EXTRACT PROVIDED:
◇ ◇ ◇ ◇ ◇
Let's take a look at the financial logic behind the Toledo Zoo's levy requests. One request is for capital improvements to be used for the first phase of a total of 10 phases. Obviously this could mean up to nine additional capital levy requests once it receives funding for the first phase.
If any business is having problems meeting its present operational budget as the Toledo Zoo is, it surely would not go on a building spree that would result in additional operational expenses.
On a more personal financial level, one would not go out and make major building additions if one were not presently able to keep up financially with maintenance, repairs, taxes, and heating expenses on one's present home.
The financial wizards at the Toledo Zoo need to show they understand basic finance before they dig themselves deeper in debt hoping every Lucas County taxpayer will win the lottery in the near future to blindly keep approving every one of their levy requests. Toledo Zoo administrators need to prove they can manage their present funding prior to asking for more.
Until then, Lucas County voters need to send a clear message by not voting for more capital zoo levy requests that will ultimately result in more operational zoo levy requests.
CHRISTOPHER M. TERRY
I find it disturbing that journalists are so concerned about showing a cartoon that may offend some people's religious values. I am offended by the images that bombard me every day on the Internet, television, billboards, and magazines as well as right-wing "propaganda." What hypocrisy.
Regarding your Feb. 14 report "Investors turn on Google," when people get sick they know that mere relief of their symptoms does not help significantly; the true cure is reached by treating the origin of the disease.
In kowtowing to China's demand to conduct internet censorship, Google's action (as well as that of Yahoo, AOL, and Microsoft) is both questionable and pitiable. But criticizing these powerful search engines for "selling out" their souls brings little effect as it is the Chinese regime in Bejing that causes all the symptoms. When and if democracy comes to China, Google can make no evil money.
To democratize China, however, will take huge tasks, among which Google and its companions may contribute by standing firm on providing uncensored information to each and every searcher in every corner of the world.
Director, Press Division
Taipei Economic and Cultural Office
In a debate on the finances of Henry County, one commissioner stated that people go out of the county to shop. This is a loss in tax revenue, which I agree is true. How do we attract more business and shopping to Henry County? Increase the sales tax as proposed by our leaders.
Great idea? Not really. Since the general fund is supported by a sales tax, we should concentrate on attracting businesses that generate sales. Ask the commissioners where they shop. We know where one does.
Please remember that taxpayers are also consumers of the services provided by the county. As taxpayers, we ask for fiscal responsibility for the tax dollars collected. Buying the Oakwood Plaza for new commissioners offices, failing to pay on time and drawing penalties, closing the county home, and overtaxing property owners don't show responsibility.
J. SCOTT PULLEN
Your recent articles about employers raising the insurance premiums of their smoking employees made me wonder: Will the bars, bowling alleys, and restaurants in the Toledo area that have insurance plans force all their employees to ante up since they all work in smoke-filled environs?
◇ ◇ ◇ ◇ ◇
EXERCISE:
Write out the stretch of the letters to the editor from "In kowtowing to" through "no evil money.", renaming "search engines" as "web portals". The listing that comes next is separate material and is unrelated to the letters to the editor.

Natural-language object grounding data:
◇ ◇ ◇ ◇ ◇
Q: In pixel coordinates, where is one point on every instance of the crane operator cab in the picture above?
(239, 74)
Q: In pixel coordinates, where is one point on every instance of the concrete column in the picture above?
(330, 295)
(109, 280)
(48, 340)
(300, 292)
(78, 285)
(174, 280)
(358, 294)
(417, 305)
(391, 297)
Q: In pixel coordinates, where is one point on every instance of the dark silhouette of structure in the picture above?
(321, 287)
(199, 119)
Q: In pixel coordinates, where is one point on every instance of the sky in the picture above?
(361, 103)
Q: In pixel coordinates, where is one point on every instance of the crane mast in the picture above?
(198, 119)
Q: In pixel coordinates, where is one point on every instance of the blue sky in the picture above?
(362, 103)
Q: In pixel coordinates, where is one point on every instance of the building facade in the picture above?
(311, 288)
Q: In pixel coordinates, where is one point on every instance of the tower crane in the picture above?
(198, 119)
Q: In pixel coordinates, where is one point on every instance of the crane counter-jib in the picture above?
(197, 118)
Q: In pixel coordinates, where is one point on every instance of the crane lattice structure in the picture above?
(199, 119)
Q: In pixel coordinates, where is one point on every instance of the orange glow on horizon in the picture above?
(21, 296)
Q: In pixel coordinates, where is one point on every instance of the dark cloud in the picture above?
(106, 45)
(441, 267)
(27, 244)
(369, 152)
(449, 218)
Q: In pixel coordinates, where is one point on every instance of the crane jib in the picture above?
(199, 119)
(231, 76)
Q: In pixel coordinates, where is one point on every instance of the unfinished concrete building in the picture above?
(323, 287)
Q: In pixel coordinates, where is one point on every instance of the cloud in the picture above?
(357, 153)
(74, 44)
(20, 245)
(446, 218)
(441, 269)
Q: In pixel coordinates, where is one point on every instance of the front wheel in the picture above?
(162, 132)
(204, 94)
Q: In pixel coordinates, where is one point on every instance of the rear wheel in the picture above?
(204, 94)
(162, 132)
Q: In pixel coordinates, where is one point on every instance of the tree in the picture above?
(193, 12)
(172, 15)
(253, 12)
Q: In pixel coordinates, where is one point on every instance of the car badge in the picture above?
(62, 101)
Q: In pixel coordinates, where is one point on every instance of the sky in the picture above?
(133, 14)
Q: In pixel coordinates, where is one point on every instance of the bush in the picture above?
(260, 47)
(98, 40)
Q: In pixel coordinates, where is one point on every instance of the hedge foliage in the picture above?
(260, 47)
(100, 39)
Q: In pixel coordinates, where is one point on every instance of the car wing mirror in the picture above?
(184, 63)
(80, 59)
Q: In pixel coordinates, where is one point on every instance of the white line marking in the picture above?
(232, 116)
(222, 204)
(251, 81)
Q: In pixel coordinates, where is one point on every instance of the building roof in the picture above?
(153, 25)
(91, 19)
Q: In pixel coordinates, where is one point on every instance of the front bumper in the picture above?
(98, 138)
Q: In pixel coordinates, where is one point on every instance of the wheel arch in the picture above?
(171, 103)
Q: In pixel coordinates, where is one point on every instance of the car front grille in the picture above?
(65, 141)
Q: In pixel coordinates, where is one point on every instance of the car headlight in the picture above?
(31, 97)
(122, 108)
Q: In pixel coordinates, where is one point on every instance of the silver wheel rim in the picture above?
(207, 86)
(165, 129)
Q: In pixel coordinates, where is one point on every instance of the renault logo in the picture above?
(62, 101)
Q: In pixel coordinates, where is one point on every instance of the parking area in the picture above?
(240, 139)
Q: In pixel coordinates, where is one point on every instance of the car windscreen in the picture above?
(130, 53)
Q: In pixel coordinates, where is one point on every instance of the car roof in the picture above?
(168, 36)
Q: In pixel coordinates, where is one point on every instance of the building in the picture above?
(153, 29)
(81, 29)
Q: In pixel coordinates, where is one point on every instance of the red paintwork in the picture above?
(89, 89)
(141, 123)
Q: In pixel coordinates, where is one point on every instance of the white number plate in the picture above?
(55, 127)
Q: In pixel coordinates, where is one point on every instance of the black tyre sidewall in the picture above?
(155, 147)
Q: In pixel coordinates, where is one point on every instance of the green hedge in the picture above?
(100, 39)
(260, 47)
◇ ◇ ◇ ◇ ◇
RESPONSE:
In kowtowing to China's demand to conduct internet censorship, Google's action (as well as that of Yahoo, AOL, and Microsoft) is both questionable and pitiable. But criticizing these powerful web portals for "selling out" their souls brings little effect as it is the Chinese regime in Bejing that causes all the symptoms. When and if democracy comes to China, Google can make no evil money.